* _Provided records_:
>> start

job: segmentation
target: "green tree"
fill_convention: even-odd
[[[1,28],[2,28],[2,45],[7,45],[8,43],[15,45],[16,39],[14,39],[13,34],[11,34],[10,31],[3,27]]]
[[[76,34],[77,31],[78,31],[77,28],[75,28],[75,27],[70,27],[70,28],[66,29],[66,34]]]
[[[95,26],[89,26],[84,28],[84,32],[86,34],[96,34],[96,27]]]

>> end

Reproduce the material above line for line, with every character unchanged.

* _Written reply_:
job: segmentation
target: "green tree"
fill_convention: even-odd
[[[1,28],[2,28],[2,45],[7,45],[8,43],[15,45],[16,39],[14,39],[13,34],[11,34],[10,31],[3,27]]]
[[[76,34],[77,31],[78,31],[77,28],[75,28],[75,27],[70,27],[70,28],[66,29],[66,34]]]
[[[95,26],[89,26],[84,28],[84,32],[86,34],[96,34],[96,27]]]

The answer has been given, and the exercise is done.